Write down exactly the line where "I'd appreciate your help finding the calf" occurs and every line that follows it through the end of the material below; include nothing else.

====== Stored data

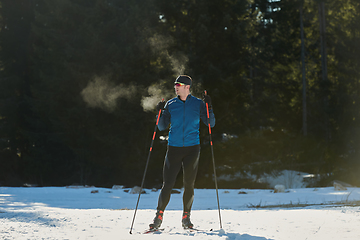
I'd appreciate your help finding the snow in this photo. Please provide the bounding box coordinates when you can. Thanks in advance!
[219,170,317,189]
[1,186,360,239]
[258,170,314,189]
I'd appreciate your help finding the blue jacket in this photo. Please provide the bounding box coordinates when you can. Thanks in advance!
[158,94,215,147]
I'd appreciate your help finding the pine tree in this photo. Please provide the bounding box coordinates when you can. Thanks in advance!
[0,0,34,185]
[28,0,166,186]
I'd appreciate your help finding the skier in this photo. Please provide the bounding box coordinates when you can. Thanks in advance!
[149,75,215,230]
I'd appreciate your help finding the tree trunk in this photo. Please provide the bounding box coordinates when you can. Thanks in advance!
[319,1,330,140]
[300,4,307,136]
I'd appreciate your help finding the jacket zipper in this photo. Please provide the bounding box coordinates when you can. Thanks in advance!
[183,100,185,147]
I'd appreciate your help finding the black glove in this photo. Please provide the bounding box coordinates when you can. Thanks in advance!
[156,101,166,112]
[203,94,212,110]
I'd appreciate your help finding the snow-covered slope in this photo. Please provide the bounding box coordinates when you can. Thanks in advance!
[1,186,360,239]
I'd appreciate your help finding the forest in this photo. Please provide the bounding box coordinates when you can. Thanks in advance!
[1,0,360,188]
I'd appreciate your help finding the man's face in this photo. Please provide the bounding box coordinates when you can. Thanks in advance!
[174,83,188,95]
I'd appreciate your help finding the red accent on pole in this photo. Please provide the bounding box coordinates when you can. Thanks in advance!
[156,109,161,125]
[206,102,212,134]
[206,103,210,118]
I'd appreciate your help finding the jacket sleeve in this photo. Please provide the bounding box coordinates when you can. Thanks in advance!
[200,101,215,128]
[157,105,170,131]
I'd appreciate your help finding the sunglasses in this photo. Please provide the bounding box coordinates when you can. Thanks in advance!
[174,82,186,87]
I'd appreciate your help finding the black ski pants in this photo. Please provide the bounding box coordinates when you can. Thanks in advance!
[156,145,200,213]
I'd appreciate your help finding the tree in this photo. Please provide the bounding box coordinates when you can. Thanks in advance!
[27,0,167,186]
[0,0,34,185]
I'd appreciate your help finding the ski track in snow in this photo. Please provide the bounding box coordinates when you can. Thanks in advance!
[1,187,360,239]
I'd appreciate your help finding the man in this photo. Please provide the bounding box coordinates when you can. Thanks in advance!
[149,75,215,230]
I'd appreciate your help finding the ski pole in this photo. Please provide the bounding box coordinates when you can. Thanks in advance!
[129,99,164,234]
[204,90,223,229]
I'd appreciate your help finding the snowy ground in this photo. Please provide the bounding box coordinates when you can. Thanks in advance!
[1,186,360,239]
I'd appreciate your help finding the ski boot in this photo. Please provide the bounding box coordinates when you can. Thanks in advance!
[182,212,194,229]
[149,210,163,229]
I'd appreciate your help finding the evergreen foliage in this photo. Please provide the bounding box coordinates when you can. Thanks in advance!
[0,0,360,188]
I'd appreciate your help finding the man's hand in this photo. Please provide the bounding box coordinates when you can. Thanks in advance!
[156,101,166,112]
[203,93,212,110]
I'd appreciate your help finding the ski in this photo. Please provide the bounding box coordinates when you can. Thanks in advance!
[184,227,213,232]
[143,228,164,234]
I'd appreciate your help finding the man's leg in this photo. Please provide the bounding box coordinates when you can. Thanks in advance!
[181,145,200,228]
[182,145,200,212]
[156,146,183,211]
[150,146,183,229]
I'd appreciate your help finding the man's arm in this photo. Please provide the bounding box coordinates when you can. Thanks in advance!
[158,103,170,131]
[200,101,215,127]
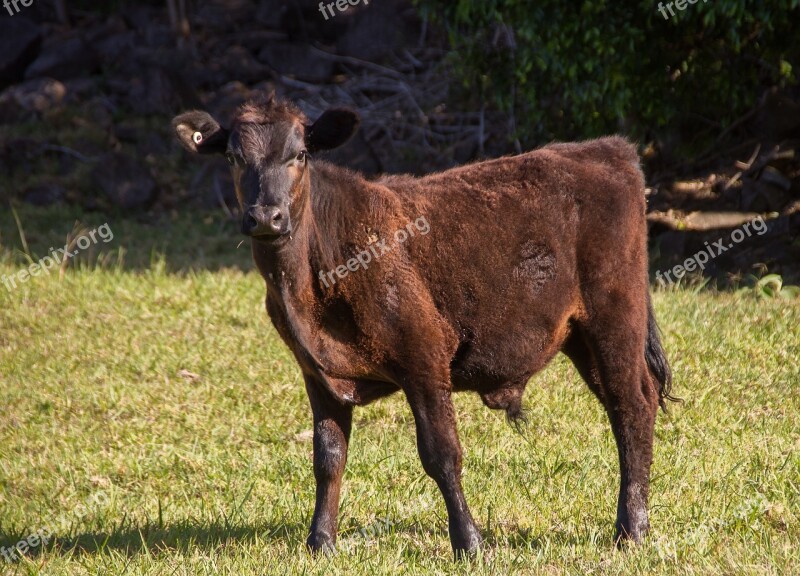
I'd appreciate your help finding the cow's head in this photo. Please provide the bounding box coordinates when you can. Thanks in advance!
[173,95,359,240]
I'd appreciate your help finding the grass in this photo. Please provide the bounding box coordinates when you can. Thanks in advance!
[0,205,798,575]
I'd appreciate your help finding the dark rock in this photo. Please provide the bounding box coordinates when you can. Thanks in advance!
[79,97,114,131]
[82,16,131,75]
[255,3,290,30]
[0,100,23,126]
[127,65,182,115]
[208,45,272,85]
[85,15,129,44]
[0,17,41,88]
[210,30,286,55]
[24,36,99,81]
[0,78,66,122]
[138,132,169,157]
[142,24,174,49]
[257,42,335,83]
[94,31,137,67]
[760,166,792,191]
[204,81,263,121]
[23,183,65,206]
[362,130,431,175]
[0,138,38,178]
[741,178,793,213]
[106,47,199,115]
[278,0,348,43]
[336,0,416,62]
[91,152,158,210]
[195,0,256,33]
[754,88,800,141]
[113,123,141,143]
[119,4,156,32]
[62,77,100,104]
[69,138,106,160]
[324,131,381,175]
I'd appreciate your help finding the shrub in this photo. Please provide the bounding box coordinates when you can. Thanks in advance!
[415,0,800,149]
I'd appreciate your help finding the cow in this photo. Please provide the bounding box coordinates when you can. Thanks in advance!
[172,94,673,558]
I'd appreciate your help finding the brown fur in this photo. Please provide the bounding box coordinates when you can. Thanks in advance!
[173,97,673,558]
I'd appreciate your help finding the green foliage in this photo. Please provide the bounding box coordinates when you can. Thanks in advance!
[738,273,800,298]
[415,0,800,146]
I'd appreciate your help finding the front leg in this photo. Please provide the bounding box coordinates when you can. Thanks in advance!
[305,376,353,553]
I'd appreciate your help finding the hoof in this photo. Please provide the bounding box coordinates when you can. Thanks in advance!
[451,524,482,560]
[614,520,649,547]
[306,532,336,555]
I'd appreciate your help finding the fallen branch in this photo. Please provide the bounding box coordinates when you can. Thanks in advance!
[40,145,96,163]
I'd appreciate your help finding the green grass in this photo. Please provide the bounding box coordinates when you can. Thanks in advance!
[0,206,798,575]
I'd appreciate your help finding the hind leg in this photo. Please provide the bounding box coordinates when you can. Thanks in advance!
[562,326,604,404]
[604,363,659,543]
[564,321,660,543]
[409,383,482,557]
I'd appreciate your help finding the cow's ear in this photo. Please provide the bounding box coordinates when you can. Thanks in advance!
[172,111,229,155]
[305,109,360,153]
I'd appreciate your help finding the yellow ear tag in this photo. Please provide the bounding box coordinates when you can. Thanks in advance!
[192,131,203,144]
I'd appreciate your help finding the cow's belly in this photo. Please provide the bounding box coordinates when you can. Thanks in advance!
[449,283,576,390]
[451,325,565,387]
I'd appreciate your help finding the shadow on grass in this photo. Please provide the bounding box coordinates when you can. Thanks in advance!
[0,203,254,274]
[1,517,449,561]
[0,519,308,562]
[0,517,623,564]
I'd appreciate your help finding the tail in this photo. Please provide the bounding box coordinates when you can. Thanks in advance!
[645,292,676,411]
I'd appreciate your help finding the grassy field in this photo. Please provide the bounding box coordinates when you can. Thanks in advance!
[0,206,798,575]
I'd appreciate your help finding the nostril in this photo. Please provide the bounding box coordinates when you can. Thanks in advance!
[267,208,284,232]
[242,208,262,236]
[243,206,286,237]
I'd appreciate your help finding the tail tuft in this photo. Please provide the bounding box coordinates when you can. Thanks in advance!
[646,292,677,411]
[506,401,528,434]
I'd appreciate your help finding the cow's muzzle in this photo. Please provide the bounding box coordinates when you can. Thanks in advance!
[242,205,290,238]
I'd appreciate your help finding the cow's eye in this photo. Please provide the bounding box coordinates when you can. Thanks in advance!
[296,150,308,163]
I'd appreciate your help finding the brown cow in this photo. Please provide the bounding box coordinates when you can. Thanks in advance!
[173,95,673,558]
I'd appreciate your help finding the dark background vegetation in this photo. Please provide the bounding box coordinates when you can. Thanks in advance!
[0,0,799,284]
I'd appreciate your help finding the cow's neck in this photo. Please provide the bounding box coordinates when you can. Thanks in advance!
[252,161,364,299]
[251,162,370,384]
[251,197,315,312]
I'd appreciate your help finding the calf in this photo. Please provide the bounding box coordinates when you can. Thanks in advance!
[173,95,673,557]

============

* _The answer_
I'd appreciate your help finding the calf in this photo. Please provide the bounding box coordinates when you can. Thanks in advance!
[173,95,673,557]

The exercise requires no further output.